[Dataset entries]
== Segment start ==

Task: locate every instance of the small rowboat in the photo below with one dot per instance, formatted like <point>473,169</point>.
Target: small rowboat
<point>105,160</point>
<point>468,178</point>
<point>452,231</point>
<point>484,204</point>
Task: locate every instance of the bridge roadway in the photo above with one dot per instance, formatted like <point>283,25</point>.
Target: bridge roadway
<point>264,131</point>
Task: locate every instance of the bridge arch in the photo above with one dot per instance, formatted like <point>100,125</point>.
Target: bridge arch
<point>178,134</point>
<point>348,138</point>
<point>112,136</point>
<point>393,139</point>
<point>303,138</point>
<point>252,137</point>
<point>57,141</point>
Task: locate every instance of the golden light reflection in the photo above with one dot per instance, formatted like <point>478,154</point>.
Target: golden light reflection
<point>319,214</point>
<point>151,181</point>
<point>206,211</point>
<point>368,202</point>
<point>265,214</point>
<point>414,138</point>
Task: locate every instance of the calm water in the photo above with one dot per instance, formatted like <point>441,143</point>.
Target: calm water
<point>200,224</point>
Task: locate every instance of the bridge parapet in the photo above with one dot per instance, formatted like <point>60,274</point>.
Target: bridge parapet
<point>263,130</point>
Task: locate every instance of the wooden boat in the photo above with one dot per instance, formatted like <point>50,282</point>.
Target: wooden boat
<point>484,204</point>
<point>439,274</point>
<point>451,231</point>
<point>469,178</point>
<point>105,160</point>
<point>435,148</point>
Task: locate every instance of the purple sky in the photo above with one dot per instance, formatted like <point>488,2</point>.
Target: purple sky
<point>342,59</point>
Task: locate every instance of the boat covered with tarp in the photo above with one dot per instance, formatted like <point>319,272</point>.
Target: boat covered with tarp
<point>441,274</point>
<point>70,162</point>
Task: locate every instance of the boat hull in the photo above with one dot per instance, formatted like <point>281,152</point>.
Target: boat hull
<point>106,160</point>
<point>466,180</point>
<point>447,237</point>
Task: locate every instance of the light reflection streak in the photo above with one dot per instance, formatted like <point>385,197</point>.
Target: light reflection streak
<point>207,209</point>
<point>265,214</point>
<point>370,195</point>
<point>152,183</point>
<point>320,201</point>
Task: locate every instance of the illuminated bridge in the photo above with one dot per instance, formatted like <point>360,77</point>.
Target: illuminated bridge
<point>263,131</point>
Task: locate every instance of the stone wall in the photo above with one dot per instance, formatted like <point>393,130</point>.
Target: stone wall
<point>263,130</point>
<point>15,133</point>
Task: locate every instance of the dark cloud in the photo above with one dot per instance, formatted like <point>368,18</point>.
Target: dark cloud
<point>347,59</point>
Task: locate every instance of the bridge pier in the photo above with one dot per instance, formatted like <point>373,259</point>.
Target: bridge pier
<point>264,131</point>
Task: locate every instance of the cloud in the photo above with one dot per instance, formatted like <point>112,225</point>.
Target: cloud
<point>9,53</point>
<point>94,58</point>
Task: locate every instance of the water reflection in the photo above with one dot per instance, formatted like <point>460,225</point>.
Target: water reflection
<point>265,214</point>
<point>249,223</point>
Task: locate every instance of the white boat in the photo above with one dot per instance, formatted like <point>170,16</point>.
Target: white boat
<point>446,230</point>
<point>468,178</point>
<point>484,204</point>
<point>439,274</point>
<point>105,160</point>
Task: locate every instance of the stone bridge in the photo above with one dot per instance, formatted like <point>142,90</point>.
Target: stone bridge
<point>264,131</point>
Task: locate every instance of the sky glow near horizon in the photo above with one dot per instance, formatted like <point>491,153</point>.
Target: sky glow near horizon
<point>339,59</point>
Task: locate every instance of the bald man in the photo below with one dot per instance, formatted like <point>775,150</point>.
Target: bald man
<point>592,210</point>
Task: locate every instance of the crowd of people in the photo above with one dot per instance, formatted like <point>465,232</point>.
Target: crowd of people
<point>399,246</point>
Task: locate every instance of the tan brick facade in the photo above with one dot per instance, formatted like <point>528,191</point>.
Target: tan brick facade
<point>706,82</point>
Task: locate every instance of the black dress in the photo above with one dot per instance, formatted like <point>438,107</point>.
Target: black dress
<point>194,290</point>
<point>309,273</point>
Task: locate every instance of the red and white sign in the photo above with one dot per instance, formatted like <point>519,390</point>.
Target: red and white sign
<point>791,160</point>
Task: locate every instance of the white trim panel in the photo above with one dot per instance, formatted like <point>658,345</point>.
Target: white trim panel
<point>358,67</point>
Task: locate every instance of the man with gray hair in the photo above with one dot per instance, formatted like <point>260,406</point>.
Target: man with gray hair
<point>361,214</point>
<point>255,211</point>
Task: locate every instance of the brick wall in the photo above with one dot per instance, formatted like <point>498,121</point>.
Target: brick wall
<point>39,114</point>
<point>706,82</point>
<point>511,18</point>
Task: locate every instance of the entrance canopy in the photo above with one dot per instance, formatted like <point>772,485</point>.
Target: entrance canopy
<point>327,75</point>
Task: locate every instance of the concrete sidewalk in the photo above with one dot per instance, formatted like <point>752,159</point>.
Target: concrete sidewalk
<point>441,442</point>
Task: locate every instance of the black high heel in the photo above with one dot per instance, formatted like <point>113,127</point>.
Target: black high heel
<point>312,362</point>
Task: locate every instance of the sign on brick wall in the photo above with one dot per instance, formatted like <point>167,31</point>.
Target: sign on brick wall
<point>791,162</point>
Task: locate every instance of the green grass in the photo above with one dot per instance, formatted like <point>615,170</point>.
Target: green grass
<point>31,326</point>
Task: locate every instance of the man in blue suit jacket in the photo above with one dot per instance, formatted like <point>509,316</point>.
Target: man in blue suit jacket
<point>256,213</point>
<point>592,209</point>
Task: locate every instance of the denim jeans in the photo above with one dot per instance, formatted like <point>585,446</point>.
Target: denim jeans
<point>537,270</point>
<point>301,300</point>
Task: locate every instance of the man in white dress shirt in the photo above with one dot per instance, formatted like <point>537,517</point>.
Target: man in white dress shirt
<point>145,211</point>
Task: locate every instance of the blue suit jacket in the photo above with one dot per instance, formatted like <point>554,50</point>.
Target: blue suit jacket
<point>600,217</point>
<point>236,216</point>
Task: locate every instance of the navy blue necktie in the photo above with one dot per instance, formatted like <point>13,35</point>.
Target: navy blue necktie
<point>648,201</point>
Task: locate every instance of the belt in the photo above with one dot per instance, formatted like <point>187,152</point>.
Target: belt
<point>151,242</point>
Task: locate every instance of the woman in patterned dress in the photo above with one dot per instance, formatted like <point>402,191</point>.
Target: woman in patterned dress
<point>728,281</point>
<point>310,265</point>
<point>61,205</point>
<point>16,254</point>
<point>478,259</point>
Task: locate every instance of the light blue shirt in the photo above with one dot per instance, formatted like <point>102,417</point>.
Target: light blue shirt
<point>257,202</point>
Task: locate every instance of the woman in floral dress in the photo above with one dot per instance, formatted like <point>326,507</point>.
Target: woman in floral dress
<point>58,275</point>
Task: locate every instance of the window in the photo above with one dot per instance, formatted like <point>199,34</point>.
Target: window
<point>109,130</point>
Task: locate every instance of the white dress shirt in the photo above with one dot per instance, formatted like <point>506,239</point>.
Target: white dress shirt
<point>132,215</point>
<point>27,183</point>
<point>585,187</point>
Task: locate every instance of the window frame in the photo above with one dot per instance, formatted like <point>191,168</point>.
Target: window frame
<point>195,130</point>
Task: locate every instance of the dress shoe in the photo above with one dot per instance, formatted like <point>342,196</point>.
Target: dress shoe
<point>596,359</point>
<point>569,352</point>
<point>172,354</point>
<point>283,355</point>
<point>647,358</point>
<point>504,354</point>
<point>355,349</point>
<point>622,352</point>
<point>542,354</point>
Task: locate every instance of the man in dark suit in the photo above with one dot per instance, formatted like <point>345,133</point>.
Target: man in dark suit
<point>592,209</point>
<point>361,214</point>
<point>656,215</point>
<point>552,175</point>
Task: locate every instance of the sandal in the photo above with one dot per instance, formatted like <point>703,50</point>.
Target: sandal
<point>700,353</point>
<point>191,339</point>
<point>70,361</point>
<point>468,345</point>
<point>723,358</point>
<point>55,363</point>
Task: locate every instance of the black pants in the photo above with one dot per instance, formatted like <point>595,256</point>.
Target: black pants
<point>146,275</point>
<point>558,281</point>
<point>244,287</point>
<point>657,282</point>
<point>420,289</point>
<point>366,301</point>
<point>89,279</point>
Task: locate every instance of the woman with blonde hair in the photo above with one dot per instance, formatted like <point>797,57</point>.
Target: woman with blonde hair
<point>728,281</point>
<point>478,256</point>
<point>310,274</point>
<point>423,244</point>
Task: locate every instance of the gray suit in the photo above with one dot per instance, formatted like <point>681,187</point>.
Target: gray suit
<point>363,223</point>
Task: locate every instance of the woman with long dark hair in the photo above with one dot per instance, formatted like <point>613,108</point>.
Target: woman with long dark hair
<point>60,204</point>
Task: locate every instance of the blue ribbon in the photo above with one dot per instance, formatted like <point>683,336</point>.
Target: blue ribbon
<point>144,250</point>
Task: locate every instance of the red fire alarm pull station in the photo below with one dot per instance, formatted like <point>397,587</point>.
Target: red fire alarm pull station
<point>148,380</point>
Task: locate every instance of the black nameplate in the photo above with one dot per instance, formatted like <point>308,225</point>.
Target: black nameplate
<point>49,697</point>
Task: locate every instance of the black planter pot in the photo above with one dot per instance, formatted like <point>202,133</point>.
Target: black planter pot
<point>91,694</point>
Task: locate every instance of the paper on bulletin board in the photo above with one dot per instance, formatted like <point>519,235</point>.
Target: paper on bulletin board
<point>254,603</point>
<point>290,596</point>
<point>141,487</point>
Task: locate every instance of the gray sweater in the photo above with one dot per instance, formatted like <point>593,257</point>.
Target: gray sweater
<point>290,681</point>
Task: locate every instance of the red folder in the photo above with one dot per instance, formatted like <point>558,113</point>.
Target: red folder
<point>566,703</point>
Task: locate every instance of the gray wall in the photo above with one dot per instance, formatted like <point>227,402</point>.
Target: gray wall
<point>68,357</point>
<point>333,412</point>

== Segment end ==

Wherever a line holds the word "below", copy that line out of the entries above.

- **Exercise output**
Task: locate every instance of the small rowboat in the photo below with one dot per instance, formatted like <point>473,169</point>.
Task: locate every instance of the bald man in the photo below with one dot per instance, formatted like <point>775,150</point>.
Task: locate every instance of the red fire alarm pull station in the photo below with one dot per instance, formatted like <point>397,587</point>.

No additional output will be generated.